§ **Exercise prompt**
Can you restate the lines of the entries below, word for word, from the first one through the line that includes "box: [466, 262, 1035, 583]"?

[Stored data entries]
---------------

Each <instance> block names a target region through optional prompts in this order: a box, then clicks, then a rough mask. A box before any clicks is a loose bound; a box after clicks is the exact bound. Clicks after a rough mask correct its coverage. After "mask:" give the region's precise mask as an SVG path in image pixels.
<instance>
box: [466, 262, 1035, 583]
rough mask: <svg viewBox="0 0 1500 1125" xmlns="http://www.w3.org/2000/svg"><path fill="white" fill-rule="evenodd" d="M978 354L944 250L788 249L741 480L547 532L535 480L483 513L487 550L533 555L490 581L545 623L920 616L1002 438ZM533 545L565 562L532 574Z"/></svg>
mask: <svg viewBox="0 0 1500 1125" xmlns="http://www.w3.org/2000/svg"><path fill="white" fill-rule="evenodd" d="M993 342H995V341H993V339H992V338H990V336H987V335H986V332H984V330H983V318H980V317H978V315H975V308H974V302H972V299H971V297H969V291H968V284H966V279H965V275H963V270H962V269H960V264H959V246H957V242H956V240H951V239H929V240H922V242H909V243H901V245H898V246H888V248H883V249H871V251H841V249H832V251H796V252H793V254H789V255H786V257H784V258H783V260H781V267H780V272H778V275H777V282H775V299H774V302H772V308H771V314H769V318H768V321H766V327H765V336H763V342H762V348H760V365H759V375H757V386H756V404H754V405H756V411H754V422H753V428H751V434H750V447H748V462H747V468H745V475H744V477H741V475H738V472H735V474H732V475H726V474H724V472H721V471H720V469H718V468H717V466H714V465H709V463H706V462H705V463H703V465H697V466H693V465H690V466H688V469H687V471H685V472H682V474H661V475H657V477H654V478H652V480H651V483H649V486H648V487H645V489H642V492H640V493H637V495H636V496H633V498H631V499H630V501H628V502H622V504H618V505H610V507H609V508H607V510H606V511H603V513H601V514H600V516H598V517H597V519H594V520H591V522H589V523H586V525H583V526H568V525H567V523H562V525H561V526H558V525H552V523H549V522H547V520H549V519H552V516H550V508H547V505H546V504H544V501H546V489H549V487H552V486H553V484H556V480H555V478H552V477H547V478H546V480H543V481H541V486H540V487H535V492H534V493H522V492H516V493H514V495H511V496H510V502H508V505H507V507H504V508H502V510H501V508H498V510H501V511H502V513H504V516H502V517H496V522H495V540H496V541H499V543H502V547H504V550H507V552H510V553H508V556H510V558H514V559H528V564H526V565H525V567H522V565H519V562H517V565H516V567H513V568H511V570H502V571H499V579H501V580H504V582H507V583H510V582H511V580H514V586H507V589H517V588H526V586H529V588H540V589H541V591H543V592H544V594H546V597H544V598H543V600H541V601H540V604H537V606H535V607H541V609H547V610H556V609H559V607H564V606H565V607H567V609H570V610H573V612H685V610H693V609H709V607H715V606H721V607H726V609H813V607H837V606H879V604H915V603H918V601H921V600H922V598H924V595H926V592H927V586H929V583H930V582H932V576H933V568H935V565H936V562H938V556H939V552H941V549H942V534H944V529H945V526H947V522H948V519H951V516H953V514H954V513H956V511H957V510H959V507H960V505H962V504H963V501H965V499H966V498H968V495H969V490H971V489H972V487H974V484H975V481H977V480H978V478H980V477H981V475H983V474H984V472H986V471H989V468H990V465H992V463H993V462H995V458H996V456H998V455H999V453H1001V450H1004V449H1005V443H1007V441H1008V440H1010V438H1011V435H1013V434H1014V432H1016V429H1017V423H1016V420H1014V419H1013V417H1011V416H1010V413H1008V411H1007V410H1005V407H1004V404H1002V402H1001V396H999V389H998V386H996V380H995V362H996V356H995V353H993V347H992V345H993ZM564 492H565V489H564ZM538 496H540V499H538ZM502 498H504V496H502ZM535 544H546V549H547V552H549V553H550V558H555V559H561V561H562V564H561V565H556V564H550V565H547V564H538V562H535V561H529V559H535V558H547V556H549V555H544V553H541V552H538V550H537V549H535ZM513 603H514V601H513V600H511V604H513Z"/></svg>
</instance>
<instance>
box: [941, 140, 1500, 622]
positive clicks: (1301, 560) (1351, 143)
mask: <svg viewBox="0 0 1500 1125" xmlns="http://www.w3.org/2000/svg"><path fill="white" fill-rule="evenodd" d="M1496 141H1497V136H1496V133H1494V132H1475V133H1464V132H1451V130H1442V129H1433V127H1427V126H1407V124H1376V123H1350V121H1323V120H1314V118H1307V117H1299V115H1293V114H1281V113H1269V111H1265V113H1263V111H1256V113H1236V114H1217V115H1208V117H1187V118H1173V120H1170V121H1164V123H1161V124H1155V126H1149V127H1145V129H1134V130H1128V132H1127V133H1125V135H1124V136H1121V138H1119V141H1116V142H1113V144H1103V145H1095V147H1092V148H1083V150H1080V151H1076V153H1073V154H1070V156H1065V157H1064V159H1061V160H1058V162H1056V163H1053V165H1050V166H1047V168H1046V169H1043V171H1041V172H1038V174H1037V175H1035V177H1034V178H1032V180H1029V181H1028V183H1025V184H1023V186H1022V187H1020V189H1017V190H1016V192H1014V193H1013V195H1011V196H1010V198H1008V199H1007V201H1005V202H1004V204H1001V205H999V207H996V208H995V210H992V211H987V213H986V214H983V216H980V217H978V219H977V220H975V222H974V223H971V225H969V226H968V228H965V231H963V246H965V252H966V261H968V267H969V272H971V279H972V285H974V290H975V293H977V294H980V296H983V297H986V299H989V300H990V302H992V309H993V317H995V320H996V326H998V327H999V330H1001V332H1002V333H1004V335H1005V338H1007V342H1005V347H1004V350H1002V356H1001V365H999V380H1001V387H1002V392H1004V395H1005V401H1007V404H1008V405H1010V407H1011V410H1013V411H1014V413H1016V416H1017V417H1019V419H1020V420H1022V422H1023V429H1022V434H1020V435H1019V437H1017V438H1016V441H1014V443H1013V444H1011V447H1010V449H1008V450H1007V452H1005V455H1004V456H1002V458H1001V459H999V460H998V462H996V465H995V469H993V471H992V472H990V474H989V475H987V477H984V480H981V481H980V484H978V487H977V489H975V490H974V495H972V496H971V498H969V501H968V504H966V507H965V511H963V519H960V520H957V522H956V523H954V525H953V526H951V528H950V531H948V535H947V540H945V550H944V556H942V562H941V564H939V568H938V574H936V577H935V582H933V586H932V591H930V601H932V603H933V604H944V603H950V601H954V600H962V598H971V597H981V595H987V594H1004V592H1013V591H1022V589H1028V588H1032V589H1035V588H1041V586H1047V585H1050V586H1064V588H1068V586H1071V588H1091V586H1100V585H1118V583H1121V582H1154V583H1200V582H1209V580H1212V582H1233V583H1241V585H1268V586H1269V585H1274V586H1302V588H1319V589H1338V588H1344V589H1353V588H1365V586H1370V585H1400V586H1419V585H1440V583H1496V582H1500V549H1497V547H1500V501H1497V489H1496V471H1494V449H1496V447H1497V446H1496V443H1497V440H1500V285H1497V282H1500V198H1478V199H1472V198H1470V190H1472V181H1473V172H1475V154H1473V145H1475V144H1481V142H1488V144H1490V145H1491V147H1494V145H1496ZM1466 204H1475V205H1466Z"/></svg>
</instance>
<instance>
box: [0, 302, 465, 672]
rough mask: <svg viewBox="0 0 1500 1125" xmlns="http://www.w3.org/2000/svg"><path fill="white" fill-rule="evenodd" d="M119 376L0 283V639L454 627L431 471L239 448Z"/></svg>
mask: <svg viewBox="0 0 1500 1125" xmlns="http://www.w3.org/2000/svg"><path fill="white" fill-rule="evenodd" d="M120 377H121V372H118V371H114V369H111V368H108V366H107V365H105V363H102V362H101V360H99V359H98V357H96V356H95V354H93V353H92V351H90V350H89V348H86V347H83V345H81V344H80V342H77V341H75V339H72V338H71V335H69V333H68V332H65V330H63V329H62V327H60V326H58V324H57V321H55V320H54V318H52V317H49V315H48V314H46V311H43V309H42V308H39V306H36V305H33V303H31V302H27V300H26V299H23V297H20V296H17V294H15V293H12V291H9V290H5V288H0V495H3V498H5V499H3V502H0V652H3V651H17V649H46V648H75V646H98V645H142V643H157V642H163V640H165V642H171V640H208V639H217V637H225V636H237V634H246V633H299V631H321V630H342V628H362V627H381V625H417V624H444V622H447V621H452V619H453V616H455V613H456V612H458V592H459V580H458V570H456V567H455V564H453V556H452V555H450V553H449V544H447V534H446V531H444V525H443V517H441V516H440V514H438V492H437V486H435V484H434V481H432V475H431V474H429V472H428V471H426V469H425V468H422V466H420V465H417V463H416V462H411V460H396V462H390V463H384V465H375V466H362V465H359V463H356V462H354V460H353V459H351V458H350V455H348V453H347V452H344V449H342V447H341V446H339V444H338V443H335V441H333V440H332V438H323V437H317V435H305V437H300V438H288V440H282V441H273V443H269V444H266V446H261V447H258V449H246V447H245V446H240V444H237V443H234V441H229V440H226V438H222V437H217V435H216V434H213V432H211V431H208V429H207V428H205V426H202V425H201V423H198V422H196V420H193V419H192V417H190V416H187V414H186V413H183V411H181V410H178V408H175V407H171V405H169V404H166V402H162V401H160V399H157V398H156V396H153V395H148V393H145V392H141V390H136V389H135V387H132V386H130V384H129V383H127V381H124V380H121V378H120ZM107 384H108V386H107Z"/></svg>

---------------

§ **Finished task**
Each <instance> block names a target region through optional prompts in this order: a box, then clicks, then a rough mask. A box before any clicks is a loose bound; a box after clicks is the exact bound. Clicks after a rough mask correct its coverage. After "mask:" give the region's precise mask as an SVG path in image pixels.
<instance>
box: [466, 262, 1035, 583]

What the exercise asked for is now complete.